Dokument
○ ○ ○ ○
10 Stilfragen an… Knigge-Trainer Clemens Graf von Hoyos

Schon als Kind fiel Clemens Graf von Hoyos mit seinen außergewöhnlich guten Manieren auf. Seine Grundschullehrerin bat ihn entsprechend, der gesamten Klasse seine Umgangsformen etwas näher zu bringen. Mittlerweile ist Clemens ein sehr gefragter Trainer und Berater für zeitgemäße Umgangsformen und Business-Etikette.

Zu seiner Klientel gehören prominente Persönlichkeiten wie auch Universitäten, Ministerien und DAX-Unternehmen. Deutschlands größte Medien berichten regelmäßig über den jungen Vorstandsvorsitzenden der Deutschen-Knigge-Gesellschaft.

1. Was bedeutet für Dich guter Stil?

Guter Stil hat zunächst nicht unbedingt etwas mit Kleidung zu tun. Guter Stil zeigt sich vielmehr im Umgang mit seinen Mitmenschen und noch viel mehr in unangenehmen Situationen. Wie löse ich knifflige zwischenmenschliche Situationen; bin und bleibe ich auch in unangenehmen Lagen souverän; bin ich stets ein achtsamer Zuhörer und angenehm-unterhaltsamer Gesprächspartner?! Die Kleidung kann allerdings als eine nach außen verlängerte Geisteshaltung gewertet werden. Mit seinem Outfit drückt man schließlich Respekt gegenüber sich selbst, gegenüber seinem Umfeld, aber auch gegenüber seiner Arbeit aus.
○ ○ ○ ○
Bereitgestellte Daten
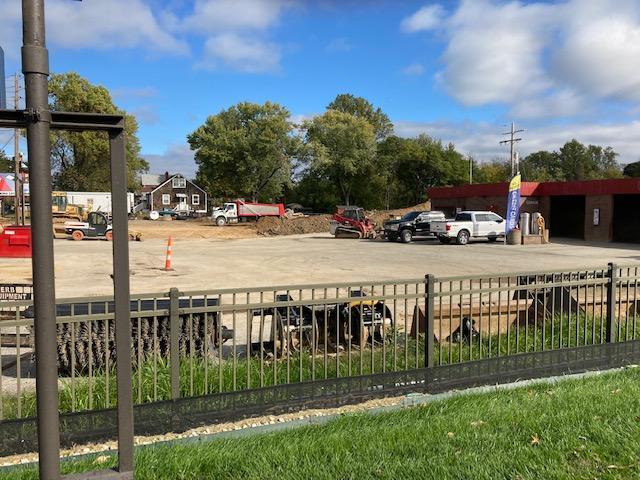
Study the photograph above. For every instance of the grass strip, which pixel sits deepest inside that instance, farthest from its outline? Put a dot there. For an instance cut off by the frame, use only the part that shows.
(587, 428)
○ ○ ○ ○
Übungsaufgaben
1. Wiederholen Sie aus dem Interview zu Stilfragen wortgetreu den Abschnitt zwischen „Schon als Kind“ und „Dich guter Stil?“, beide Stellen eingeschlossen.
2. Führen Sie das Interview zu Stilfragen im Anschluss an seinen letzten Satz weiter.
Die Daten stammen aus einer anderen Quelle als das Interview zu Stilfragen.

Lösungen
1.
Schon als Kind fiel Clemens Graf von Hoyos mit seinen außergewöhnlich guten Manieren auf. Seine Grundschullehrerin bat ihn entsprechend, der gesamten Klasse seine Umgangsformen etwas näher zu bringen. Mittlerweile ist Clemens ein sehr gefragter Trainer und Berater für zeitgemäße Umgangsformen und Business-Etikette.

Zu seiner Klientel gehören prominente Persönlichkeiten wie auch Universitäten, Ministerien und DAX-Unternehmen. Deutschlands größte Medien berichten regelmäßig über den jungen Vorstandsvorsitzenden der Deutschen-Knigge-Gesellschaft.

1. Was bedeutet für Dich guter Stil?

2.
2. Woher speist Du Dein Wissen über die richtige Etikette?

Tatsächlich habe ich ein solides Fundament dank der Erziehung durch meine Eltern und Großeltern. Nachdem ich aber bereits während meiner gesamten Schul- und Wehrdienstzeit als „Knigge-Experte“ herhalten musste (Seitenscheitel, stets mit Hemd und einem doch außergewöhnlichen Nachnamen „Graf von Hoyos Freiherr zu Stichsenstein“), habe ich mich – auch aus eigenem Interesse – bereits als Jugendlicher mit entsprechender Literatur beschäftigt. Inzwischen habe ich knapp 250 Bücher gelesen, die sich mit soziopsychologischen, humanistisch-philosophischen und Etikette-Themen beschäftigen. Das früheste Werk dürfte 2.500 Jahre alt sein, das jüngste ist aus dem Jahr 2015 von einer Harvard-Professorin. Hinzu kommt, dass ich immer wieder an Veranstaltungen teilnehme, bei denen Vorstände, Adel und Diplomaten sich ein Stelldichein geben. Da kann man als aufmerksamer Beobachter viel lernen!

3. Wer es zuhause verpasst hat: Lässt sich Benehmen wirklich nachträglich aneignen?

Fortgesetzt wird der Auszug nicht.